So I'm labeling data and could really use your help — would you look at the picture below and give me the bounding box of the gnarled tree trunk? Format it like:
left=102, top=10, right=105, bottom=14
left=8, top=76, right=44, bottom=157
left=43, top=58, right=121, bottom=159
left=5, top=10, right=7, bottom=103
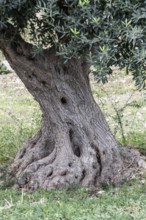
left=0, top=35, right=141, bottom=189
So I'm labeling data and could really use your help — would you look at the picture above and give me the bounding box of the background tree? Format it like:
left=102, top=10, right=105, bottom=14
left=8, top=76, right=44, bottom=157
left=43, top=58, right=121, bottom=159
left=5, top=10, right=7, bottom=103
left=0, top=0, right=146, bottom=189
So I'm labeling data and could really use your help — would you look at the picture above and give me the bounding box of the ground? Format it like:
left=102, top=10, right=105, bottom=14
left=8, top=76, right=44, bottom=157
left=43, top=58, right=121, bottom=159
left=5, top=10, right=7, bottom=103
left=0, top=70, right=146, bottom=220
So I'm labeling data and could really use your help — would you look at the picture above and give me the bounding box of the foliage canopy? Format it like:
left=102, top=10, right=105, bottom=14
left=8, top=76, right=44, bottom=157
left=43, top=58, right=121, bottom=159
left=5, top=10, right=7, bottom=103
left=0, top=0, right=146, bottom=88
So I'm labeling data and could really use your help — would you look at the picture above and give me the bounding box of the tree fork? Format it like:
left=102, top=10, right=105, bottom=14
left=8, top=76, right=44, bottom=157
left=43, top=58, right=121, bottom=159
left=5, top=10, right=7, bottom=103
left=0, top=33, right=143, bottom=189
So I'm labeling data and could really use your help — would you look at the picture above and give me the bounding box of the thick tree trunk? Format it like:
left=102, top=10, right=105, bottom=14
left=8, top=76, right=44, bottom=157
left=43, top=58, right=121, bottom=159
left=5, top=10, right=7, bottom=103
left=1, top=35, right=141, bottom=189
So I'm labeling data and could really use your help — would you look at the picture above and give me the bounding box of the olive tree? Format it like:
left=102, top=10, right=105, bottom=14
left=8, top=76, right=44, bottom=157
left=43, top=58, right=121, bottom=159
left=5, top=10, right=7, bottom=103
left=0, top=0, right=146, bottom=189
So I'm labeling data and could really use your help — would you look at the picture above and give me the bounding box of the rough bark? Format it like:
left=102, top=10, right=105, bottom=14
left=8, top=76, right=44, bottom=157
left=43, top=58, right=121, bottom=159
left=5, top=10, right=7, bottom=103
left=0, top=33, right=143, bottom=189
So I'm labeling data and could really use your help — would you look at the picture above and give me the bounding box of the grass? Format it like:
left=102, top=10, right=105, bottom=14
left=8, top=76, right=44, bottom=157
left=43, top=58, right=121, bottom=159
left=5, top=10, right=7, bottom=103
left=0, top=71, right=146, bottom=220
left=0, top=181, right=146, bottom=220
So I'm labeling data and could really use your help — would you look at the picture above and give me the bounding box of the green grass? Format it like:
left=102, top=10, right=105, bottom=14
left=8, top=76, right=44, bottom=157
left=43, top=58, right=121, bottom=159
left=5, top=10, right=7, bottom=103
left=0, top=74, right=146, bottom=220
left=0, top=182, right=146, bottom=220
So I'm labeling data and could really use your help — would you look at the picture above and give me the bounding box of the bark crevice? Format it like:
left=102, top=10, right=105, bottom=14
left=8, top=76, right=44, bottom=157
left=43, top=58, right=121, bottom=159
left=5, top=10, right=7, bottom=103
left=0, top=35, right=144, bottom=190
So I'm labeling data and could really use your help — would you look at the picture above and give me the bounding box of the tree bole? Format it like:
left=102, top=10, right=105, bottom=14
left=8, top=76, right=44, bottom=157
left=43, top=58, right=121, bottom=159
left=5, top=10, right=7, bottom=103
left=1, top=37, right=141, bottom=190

———

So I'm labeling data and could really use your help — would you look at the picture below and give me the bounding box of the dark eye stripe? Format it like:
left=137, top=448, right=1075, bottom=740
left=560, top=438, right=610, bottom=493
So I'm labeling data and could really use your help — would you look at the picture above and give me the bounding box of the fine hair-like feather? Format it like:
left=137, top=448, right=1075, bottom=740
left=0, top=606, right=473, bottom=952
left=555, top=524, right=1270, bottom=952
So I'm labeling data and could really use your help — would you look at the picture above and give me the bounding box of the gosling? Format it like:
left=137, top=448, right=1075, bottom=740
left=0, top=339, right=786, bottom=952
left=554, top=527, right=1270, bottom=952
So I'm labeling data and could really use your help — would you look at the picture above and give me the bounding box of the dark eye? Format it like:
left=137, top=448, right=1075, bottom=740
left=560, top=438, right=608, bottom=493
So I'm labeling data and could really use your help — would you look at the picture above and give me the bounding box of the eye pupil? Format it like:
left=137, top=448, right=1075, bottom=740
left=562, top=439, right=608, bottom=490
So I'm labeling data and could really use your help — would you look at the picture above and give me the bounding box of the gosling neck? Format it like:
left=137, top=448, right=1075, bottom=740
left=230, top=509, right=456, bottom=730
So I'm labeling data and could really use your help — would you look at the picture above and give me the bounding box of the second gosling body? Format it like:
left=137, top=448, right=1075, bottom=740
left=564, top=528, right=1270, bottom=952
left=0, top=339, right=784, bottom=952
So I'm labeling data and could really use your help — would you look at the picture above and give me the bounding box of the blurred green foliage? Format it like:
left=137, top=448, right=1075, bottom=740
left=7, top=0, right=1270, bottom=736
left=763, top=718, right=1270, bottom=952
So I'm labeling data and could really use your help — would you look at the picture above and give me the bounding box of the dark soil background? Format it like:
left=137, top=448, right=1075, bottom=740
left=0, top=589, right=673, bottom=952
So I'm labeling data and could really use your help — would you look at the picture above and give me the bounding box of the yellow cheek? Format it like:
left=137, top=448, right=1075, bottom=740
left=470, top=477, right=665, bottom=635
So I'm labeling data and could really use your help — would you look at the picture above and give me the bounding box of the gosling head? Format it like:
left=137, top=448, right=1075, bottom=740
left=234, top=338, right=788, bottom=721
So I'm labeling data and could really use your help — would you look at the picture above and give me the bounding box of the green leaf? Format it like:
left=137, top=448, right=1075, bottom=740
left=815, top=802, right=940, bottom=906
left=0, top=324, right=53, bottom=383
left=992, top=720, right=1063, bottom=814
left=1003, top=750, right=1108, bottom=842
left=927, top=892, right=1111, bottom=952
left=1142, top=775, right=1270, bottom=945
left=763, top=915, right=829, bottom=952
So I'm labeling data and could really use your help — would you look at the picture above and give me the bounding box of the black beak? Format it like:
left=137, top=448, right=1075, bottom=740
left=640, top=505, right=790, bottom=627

———

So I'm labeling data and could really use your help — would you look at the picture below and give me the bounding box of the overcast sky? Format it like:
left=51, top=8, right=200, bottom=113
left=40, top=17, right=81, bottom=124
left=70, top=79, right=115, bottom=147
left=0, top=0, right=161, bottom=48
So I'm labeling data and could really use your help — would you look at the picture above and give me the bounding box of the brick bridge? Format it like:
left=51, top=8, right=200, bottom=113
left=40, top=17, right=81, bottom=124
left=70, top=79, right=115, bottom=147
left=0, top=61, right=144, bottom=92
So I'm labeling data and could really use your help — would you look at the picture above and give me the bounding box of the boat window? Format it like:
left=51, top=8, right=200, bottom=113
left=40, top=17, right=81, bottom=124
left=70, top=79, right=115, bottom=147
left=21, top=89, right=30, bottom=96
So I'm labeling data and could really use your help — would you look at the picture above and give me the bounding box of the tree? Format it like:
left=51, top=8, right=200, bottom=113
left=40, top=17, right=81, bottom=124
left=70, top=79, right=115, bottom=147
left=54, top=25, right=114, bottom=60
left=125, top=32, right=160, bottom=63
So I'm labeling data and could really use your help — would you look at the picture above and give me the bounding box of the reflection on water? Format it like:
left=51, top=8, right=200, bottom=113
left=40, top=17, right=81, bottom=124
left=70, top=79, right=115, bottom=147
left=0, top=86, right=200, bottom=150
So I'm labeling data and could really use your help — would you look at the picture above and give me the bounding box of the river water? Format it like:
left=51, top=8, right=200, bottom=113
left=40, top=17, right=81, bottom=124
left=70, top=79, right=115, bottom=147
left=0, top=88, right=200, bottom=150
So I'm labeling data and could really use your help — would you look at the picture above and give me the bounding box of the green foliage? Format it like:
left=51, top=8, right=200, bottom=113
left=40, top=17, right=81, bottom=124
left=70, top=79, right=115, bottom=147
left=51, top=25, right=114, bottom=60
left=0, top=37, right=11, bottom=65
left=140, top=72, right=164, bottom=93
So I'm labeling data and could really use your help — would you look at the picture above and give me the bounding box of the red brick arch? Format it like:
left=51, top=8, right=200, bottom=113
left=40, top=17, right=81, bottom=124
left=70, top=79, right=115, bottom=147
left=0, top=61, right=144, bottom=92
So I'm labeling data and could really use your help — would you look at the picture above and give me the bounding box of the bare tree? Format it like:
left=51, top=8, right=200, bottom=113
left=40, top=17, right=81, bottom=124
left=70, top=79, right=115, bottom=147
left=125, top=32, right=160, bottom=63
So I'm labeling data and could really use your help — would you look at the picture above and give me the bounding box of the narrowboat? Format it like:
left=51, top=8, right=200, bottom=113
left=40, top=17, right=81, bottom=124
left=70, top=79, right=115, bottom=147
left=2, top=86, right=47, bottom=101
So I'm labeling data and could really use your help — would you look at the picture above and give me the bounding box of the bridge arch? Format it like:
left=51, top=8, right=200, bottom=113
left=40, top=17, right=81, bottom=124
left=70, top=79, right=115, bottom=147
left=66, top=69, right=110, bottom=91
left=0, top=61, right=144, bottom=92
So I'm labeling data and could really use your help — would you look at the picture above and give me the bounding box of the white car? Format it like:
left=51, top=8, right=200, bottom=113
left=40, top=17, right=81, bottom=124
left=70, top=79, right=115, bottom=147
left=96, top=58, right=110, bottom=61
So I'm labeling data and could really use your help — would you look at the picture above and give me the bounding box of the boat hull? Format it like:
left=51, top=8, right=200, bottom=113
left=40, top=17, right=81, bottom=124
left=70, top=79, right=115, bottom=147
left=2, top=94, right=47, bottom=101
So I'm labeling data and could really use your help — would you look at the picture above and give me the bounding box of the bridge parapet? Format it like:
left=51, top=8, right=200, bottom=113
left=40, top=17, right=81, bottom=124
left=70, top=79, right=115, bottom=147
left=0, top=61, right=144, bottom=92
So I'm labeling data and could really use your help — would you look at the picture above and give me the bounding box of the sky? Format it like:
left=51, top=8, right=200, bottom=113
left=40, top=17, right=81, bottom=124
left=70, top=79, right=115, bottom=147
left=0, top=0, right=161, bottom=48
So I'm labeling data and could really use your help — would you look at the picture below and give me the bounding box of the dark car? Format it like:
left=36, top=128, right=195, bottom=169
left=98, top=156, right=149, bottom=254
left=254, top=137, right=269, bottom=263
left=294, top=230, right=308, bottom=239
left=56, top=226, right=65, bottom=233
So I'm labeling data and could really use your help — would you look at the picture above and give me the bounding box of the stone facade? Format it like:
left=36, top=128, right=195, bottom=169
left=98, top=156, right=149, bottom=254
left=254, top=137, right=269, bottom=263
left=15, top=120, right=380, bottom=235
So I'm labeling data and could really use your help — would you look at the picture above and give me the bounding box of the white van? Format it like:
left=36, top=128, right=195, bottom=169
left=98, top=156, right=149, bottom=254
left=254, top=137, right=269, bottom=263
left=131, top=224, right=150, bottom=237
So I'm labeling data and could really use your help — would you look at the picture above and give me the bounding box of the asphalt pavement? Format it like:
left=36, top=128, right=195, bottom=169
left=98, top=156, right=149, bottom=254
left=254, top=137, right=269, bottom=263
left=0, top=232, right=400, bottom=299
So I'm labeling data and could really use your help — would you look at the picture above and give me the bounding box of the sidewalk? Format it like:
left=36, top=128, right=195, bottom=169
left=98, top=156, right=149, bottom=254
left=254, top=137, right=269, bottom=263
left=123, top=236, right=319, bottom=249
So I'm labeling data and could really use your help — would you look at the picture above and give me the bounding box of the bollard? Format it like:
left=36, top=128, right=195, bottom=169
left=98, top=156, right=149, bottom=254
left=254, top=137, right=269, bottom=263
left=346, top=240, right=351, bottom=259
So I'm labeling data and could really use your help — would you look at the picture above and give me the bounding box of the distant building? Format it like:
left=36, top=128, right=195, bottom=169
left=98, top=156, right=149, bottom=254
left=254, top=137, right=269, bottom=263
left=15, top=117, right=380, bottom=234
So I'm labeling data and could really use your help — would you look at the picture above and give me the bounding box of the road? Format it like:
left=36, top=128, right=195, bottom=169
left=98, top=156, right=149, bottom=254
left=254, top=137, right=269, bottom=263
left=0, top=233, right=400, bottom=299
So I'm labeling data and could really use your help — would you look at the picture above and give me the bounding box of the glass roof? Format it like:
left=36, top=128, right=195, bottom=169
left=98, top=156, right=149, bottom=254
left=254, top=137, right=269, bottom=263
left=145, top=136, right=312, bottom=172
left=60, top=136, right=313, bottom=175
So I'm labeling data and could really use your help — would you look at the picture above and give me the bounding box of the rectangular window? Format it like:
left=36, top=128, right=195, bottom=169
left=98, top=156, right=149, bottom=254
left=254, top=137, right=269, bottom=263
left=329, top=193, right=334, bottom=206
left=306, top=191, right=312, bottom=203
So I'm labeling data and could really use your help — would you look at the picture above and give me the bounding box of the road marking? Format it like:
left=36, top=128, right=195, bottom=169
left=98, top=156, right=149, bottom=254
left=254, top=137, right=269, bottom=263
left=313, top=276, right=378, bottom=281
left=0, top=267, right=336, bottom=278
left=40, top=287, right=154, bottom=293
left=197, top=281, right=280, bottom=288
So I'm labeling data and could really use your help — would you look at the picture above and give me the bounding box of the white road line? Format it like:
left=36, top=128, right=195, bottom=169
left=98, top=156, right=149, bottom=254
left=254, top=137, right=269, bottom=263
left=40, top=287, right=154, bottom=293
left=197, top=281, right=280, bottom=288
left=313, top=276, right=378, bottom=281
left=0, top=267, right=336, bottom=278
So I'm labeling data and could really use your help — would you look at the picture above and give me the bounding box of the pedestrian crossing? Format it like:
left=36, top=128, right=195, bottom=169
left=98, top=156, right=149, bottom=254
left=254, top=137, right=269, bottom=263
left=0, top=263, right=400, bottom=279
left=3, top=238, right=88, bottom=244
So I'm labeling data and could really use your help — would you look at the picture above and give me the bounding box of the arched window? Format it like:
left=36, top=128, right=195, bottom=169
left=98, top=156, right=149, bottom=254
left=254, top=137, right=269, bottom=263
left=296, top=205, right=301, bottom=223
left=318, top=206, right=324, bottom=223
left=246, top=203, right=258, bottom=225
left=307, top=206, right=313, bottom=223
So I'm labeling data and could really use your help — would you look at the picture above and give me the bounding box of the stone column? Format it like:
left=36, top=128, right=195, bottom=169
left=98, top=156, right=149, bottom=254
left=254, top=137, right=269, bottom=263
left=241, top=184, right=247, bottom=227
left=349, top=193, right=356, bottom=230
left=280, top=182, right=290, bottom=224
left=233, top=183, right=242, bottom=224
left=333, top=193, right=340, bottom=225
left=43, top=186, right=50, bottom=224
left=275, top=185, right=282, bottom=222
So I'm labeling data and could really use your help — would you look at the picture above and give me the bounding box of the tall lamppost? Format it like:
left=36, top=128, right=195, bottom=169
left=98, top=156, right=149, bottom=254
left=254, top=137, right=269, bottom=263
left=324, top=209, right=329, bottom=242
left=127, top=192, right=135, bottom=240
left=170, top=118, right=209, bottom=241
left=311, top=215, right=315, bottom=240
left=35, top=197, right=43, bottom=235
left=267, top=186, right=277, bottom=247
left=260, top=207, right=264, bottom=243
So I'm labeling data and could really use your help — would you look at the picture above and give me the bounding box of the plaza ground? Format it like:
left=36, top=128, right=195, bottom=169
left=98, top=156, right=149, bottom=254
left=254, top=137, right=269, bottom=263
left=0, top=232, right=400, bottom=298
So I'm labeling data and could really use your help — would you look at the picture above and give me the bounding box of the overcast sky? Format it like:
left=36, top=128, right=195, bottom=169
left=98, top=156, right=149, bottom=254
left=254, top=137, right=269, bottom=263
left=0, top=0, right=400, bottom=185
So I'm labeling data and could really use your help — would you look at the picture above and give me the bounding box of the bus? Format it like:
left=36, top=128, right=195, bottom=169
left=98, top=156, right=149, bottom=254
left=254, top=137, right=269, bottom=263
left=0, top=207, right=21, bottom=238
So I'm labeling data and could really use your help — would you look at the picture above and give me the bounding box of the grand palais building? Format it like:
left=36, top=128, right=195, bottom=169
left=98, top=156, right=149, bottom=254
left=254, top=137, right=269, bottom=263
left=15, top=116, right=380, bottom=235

———

» **Directive**
Rewrite the lines of the records above as a numbered list. Start at the line that contains "of the fine", end at the line that contains "left=554, top=527, right=1270, bottom=952", and leave out any blank lines.

» **Problem solution**
1. So I'm labeling data and could really use your help — would you look at the picture above and give me the bounding box of the fine hair-like feather? Format it like:
2. left=137, top=448, right=1075, bottom=740
3. left=0, top=606, right=473, bottom=952
4. left=555, top=524, right=1270, bottom=952
5. So I'm labeling data and could really use your help — would you look at the picture above and give me the bounding box of the gosling? Format it like:
6. left=137, top=448, right=1075, bottom=740
7. left=0, top=339, right=786, bottom=952
8. left=554, top=527, right=1270, bottom=952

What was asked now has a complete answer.